Data listing:
=====

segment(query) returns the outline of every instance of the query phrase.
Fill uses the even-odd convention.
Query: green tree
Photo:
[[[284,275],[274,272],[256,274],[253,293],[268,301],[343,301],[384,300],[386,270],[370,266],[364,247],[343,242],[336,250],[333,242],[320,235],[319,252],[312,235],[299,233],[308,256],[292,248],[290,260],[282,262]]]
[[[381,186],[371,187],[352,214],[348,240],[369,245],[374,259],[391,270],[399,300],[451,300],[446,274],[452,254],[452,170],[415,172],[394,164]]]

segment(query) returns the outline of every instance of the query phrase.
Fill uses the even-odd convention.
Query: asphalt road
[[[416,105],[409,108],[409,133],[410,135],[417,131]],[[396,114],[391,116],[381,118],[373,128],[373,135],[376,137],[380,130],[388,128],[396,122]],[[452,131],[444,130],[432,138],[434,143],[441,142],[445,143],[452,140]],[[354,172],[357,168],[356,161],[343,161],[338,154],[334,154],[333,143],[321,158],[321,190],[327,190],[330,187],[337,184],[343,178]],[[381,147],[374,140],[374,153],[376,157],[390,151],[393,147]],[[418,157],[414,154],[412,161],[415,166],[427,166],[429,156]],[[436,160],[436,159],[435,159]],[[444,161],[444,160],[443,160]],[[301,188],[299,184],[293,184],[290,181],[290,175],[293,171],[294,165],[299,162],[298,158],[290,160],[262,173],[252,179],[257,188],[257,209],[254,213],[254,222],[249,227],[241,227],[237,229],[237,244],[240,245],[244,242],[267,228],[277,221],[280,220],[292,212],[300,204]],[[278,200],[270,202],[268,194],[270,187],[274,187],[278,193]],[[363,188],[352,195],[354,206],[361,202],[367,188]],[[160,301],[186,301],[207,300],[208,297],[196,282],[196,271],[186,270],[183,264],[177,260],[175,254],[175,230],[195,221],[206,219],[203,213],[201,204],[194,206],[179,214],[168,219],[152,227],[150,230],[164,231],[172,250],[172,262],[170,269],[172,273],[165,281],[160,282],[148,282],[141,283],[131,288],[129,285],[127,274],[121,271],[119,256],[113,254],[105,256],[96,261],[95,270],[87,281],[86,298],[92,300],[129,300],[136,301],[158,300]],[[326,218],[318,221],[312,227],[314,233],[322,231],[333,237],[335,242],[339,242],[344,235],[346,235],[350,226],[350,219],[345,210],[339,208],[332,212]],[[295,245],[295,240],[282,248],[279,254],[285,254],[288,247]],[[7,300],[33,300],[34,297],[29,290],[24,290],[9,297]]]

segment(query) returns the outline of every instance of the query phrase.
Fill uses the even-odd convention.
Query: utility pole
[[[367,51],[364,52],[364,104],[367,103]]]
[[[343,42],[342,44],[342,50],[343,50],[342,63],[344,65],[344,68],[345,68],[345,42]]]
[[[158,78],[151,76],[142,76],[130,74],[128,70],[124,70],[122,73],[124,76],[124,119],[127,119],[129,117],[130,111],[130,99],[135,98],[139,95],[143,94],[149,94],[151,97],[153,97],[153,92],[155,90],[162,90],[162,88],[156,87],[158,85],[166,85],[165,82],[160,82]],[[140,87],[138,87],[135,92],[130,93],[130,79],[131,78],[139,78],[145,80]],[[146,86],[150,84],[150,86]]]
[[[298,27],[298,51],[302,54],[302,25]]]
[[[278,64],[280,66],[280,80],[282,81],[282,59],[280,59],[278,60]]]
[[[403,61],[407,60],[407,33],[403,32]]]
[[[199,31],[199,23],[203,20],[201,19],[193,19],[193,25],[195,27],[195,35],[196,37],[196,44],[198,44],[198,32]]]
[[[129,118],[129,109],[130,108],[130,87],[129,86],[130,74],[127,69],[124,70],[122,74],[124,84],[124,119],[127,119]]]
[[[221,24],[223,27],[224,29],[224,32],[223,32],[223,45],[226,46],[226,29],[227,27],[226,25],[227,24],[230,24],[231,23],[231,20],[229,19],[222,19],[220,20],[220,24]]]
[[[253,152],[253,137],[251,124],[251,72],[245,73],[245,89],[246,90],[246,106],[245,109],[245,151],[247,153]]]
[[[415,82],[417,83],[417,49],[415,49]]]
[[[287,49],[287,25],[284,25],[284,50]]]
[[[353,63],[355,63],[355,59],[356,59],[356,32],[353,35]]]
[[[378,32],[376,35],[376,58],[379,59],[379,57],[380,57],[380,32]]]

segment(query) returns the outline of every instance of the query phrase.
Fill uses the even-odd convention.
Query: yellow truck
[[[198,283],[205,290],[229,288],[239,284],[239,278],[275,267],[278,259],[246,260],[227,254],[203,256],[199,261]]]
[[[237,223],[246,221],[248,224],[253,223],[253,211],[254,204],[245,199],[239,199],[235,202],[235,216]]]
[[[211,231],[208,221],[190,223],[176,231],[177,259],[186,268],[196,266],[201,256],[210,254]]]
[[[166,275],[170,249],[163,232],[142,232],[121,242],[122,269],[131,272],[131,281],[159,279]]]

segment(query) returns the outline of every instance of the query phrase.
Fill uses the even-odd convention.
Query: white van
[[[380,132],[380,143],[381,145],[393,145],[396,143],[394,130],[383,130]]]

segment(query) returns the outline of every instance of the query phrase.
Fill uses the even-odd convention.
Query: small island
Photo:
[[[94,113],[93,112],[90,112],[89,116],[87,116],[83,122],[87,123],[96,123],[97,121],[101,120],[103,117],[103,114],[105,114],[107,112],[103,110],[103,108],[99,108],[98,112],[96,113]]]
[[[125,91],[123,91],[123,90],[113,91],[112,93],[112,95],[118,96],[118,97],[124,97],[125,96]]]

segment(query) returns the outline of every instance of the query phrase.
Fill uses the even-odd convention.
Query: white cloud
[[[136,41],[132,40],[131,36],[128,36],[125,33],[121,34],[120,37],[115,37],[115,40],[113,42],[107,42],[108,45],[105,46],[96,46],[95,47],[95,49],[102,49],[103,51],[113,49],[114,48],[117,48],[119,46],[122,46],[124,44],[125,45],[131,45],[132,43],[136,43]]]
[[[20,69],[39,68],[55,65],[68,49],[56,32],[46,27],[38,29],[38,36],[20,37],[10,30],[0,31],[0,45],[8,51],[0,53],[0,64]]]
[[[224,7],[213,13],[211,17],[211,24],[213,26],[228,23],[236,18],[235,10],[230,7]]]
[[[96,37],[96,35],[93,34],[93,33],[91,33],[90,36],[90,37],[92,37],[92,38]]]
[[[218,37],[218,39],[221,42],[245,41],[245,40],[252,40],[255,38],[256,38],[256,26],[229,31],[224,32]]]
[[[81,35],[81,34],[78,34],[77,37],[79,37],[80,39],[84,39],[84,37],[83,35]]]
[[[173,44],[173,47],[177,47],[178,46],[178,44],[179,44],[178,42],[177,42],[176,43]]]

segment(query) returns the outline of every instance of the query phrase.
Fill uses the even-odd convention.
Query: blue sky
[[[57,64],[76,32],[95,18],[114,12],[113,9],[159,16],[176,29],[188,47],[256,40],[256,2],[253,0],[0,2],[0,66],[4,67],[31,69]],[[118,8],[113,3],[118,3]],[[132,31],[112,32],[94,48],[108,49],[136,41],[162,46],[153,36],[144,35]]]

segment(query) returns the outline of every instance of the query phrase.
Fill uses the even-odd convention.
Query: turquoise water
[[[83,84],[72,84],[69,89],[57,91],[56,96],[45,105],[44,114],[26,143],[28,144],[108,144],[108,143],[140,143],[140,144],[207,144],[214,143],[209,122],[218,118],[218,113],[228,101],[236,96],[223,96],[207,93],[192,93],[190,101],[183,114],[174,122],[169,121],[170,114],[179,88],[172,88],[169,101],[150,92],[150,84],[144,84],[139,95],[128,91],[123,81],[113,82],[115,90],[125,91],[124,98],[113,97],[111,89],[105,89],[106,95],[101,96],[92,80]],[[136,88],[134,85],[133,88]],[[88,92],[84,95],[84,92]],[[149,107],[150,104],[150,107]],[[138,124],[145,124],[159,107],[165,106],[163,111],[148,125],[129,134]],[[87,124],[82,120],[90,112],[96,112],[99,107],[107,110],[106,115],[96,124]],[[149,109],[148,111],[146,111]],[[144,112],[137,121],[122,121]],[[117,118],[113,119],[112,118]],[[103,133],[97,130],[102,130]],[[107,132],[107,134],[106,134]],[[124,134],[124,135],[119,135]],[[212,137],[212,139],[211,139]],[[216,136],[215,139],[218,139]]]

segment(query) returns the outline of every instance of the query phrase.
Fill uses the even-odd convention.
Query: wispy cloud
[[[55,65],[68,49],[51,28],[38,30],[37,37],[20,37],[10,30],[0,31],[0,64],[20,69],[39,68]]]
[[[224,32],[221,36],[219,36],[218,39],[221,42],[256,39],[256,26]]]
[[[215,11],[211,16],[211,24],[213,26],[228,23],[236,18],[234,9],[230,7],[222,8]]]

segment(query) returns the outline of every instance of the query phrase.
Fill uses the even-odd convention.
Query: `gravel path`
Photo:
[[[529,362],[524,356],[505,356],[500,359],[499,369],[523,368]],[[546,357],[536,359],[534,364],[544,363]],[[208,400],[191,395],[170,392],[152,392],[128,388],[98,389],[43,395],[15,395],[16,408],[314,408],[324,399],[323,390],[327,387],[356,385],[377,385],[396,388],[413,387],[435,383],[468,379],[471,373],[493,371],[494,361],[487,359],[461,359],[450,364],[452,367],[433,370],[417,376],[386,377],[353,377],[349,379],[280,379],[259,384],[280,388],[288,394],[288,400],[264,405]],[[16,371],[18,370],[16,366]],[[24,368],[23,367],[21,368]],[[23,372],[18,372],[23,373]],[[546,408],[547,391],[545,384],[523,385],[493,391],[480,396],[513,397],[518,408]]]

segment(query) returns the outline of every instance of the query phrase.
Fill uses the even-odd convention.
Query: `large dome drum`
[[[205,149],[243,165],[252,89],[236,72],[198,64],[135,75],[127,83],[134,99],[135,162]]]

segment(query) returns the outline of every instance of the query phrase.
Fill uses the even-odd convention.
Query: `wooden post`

=====

Stated goal: Please count the lines in the rows above that contain the string "cloud" and give only that number.

The solution: 2